Activity A — Set down the passage of the microbiome article that starts with the words containing "In addition to" and ends with "in microbial diversity.", copying it word for word.
Activity B — List every sentence in the microbiome article that appears inside quotation marks as something Galloway-Peña said.

Monitoring Microbiomes Could Reduce Risk of Infection in Cancer Patients

Significant decrease found in oral and intestinal microbial diversity during chemotherapy.

Significant decrease found in oral and intestinal microbial diversity during chemotherapy.

Scientists have recently revealed that a patient’s microbial diversity can be linked to risk of infection during induction chemotherapy, even before cancer treatment begins.

Jessica Galloway-Peña, PhD, fellow in the Department of Infectious Diseases, Infection Control and Employee Health at The University of Texas MD Anderson Cancer Center, and colleagues showed that the disruption of the microbiome by illness or through the administration of treatment can often lead to negative side effects for patients, particularly in immunocompromised cancer patients with an increased probability for infectious complications.

The microbiome encompasses all of the microscopic organisms present in association with the human body. Many microorganisms live peaceably within their human hosts, as well as living in equilibrium with other microorganisms in order to provide functions crucial to human survival and well-being.

“We found the baseline microbial diversities from stool samples were significantly lower in patients that developed infections during chemotherapy compared to those that did not,” Galloway-Peña said. “Additionally, there is a significant decrease in oral and intestinal microbial diversity over the course of chemotherapy.”

In addition to the decreased microbial diversity, researchers observed an increased presence of specific groups of microorganisms known to cause infection. In those cases, patients’ intestinal microbiomes would be taken over by those infection-causing microorganisms.

Patients that were able to maintain a healthy microbiome remained infection free in the 90 days post chemotherapy. Furthermore, it was found that certain antibiotics called carbapenems were responsible for the most significant decreases in microbial diversity.

“This study shows that in the future doctors could use microbiome sampling in order to predict the chance of infectious complications during chemotherapy, and that monitoring of a patient’s microbiome during induction chemotherapy could also predict their risk for microbial related illness during subsequent treatments,” Galloway-Peña said.

Moreover, these patients receive high amounts of antibiotics, approximately 5 different antibiotics were received per patient in this particular study, due to the high susceptibility to infection.

Monitoring the microbiome could potentially decrease the overutilization of antimicrobials by placing patients into a low and high risk group, as well as be used to predict forthcoming infections.

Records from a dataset
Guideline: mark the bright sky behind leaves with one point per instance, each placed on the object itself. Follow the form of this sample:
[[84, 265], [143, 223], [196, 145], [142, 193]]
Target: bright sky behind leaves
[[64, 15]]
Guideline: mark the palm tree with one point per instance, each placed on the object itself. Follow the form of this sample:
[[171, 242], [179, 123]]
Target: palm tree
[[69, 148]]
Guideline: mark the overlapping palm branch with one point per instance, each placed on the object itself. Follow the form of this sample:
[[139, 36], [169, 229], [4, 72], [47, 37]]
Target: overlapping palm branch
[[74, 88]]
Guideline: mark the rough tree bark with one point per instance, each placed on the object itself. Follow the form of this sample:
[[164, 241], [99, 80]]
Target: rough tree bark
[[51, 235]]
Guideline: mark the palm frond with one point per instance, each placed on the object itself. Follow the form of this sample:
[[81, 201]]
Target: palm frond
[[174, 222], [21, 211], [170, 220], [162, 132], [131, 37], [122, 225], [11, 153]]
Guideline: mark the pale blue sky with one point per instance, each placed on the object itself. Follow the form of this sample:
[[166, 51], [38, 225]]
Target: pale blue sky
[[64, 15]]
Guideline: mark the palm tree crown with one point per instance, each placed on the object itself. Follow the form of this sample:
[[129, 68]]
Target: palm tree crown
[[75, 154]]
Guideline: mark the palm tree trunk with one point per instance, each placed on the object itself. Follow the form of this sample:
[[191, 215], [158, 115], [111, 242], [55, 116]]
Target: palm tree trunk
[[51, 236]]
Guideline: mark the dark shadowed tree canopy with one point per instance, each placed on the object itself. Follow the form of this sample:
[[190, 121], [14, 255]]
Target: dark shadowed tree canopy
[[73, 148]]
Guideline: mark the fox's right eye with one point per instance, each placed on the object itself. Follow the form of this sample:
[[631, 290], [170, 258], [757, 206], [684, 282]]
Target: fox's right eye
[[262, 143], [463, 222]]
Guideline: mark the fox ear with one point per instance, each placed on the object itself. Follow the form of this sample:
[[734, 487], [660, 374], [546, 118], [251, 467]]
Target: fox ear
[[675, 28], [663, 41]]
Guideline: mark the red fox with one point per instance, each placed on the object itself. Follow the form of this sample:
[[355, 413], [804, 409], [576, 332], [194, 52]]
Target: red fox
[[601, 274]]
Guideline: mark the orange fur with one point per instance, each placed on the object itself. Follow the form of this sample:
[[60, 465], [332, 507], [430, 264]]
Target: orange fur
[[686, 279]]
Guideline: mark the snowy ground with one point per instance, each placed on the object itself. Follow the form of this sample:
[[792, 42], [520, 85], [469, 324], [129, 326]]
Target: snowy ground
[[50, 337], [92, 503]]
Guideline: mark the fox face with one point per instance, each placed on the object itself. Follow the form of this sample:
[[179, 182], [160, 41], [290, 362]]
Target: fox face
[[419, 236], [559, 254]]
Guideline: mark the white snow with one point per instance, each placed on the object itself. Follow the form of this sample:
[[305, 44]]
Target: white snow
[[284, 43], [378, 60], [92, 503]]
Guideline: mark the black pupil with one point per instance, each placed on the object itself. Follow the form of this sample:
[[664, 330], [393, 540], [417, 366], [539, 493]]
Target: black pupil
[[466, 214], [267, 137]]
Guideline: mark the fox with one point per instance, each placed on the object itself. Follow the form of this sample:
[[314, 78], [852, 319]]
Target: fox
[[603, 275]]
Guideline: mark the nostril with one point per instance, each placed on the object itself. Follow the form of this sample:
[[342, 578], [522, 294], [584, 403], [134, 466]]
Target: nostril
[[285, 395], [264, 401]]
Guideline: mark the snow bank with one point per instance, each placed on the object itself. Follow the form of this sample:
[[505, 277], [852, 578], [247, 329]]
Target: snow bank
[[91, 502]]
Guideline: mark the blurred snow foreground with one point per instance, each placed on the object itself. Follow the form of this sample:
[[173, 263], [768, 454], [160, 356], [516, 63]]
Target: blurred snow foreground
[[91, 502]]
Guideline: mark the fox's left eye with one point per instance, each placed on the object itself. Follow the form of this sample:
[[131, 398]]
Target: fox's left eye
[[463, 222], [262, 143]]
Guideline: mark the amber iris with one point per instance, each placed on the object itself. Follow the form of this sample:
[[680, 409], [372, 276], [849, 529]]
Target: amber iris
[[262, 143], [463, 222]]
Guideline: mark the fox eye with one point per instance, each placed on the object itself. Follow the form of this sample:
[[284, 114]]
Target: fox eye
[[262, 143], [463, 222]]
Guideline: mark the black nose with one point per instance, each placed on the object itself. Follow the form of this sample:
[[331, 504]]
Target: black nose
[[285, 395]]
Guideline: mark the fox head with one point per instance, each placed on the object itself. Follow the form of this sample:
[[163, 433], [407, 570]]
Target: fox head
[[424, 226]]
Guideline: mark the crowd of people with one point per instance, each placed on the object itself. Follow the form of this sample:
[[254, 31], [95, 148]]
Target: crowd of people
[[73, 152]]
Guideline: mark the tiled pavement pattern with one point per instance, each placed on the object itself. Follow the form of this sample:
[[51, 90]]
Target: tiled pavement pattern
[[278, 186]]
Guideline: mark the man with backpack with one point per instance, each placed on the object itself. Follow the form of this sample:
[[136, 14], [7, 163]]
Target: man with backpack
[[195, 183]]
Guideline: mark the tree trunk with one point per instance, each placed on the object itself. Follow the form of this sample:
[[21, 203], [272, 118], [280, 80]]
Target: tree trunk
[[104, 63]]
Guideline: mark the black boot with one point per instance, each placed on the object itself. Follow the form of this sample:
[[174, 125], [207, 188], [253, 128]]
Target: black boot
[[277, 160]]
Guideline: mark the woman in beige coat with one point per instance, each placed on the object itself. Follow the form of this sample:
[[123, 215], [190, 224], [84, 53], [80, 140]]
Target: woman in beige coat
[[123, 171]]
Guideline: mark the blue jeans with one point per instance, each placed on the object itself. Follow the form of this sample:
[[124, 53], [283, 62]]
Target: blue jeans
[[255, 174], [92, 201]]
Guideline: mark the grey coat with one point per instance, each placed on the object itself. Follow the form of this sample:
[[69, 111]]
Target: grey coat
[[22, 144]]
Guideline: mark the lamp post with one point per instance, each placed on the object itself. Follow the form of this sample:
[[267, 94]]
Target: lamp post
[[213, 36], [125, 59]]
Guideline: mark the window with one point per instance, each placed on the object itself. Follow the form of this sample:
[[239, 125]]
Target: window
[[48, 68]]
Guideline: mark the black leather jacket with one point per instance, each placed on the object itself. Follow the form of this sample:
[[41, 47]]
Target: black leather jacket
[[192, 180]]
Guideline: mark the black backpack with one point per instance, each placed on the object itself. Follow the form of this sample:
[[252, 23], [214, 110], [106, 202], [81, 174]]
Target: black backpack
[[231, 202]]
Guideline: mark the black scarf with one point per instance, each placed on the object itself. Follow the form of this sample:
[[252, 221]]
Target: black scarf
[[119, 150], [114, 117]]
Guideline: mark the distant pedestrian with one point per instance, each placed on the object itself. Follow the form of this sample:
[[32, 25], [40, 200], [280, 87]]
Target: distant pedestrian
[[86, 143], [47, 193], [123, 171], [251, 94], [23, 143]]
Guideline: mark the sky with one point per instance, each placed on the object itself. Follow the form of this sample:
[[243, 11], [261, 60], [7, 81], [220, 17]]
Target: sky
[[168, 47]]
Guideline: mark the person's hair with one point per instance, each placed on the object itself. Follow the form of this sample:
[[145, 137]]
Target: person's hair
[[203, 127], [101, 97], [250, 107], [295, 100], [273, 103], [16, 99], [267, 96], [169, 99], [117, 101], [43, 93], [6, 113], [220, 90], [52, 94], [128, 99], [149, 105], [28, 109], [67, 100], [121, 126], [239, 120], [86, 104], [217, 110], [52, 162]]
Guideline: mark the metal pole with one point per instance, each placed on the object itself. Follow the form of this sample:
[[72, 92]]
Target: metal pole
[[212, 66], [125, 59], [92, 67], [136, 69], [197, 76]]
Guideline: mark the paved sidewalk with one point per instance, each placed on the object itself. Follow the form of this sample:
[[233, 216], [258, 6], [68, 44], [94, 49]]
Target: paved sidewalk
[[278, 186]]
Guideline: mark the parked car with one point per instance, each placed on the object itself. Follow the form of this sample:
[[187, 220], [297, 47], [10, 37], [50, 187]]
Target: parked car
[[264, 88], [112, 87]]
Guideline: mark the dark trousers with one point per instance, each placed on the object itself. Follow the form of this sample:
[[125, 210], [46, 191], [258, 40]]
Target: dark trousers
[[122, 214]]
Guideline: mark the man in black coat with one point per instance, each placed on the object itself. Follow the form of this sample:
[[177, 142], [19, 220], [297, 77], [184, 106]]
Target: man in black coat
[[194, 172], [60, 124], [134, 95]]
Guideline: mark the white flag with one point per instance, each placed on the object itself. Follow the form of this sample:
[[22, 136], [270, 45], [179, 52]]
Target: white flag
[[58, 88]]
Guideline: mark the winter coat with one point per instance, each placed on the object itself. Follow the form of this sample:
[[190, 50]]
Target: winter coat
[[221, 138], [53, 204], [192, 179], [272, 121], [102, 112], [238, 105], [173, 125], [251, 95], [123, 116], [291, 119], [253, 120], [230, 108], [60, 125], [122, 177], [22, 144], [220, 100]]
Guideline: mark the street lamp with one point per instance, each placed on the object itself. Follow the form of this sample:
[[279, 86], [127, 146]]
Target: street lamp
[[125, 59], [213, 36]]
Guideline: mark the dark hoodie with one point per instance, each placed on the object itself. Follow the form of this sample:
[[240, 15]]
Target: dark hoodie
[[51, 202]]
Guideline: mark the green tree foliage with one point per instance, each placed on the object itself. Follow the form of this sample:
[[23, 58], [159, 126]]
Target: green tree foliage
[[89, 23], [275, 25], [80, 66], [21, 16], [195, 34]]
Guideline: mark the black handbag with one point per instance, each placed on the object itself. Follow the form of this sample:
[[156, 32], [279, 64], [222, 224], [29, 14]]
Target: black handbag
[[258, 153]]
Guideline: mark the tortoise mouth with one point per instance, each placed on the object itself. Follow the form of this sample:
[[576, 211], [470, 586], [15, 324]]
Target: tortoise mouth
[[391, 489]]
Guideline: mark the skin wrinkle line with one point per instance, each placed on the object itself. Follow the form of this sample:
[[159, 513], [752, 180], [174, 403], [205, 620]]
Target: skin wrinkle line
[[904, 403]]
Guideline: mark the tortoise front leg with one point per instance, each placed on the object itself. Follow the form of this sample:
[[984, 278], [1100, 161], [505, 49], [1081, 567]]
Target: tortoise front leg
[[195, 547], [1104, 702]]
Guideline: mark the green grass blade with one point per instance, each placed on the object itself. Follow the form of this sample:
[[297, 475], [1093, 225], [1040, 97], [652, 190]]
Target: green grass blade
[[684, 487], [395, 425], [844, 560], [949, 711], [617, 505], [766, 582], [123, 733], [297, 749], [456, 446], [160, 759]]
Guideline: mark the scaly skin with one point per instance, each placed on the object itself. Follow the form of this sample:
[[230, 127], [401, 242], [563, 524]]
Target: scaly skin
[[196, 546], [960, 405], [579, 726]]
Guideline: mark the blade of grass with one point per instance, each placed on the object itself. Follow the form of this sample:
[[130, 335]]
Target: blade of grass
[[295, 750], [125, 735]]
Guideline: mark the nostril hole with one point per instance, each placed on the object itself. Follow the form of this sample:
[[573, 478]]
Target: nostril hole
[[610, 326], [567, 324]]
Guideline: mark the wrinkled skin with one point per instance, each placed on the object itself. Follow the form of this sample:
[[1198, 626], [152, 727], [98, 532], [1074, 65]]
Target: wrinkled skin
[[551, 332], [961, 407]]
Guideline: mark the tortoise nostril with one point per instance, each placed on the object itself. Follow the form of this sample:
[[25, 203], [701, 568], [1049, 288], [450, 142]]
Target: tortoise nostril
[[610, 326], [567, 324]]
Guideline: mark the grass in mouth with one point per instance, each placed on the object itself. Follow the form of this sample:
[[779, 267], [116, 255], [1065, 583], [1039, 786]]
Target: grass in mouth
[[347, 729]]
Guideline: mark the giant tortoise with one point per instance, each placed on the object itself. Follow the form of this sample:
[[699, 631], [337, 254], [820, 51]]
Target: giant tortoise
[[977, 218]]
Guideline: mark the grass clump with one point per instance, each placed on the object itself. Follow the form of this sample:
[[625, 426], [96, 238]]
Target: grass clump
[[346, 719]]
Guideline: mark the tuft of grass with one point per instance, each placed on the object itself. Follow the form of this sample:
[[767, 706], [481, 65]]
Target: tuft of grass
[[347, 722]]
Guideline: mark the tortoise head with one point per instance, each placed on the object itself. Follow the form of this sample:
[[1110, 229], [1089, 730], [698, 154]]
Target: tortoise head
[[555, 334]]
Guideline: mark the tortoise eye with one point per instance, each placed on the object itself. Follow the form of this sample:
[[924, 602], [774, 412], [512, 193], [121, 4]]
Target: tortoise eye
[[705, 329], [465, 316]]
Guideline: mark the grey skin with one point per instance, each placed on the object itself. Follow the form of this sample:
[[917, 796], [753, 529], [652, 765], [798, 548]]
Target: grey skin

Solution A —
In addition to the decreased microbial diversity, researchers observed an increased presence of specific groups of microorganisms known to cause infection. In those cases, patients’ intestinal microbiomes would be taken over by those infection-causing microorganisms.

Patients that were able to maintain a healthy microbiome remained infection free in the 90 days post chemotherapy. Furthermore, it was found that certain antibiotics called carbapenems were responsible for the most significant decreases in microbial diversity.

Solution B —
- We found the baseline microbial diversities from stool samples were significantly lower in patients that developed infections during chemotherapy compared to those that did not.
- Additionally, there is a significant decrease in oral and intestinal microbial diversity over the course of chemotherapy.
- This study shows that in the future doctors could use microbiome sampling in order to predict the chance of infectious complications during chemotherapy, and that monitoring of a patient's microbiome during induction chemotherapy could also predict their risk for microbial related illness during subsequent treatments.